**TASK ITEM:** Every entry needs to be written out again exactly, with its pictures removed.

**DATA RECORDS:**
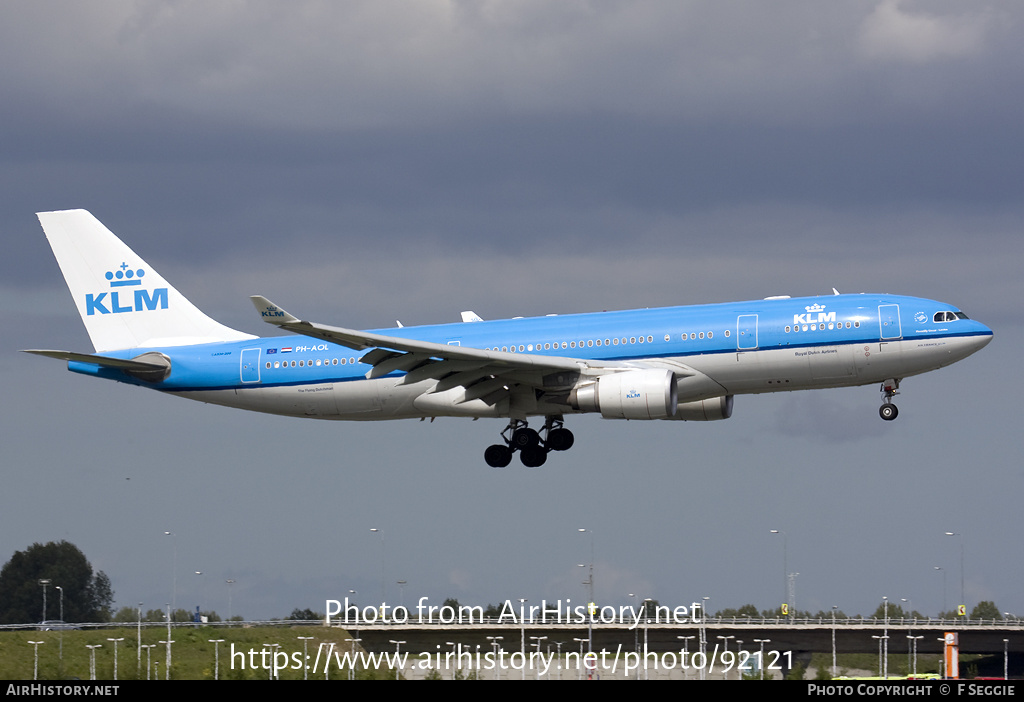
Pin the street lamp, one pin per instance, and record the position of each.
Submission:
(44, 582)
(943, 585)
(148, 663)
(726, 650)
(761, 661)
(963, 596)
(494, 644)
(785, 567)
(397, 658)
(216, 657)
(913, 646)
(305, 668)
(92, 659)
(381, 534)
(590, 584)
(116, 654)
(60, 653)
(174, 572)
(228, 582)
(835, 607)
(35, 665)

**ANSWER FOR THIS EXERCISE:**
Pin the street lamp, one pin per instance, and record the position of each.
Submission:
(44, 582)
(943, 585)
(148, 663)
(726, 650)
(761, 661)
(963, 596)
(494, 644)
(785, 567)
(397, 658)
(216, 657)
(913, 646)
(305, 668)
(92, 659)
(381, 534)
(590, 584)
(116, 654)
(60, 653)
(174, 572)
(228, 582)
(835, 607)
(35, 665)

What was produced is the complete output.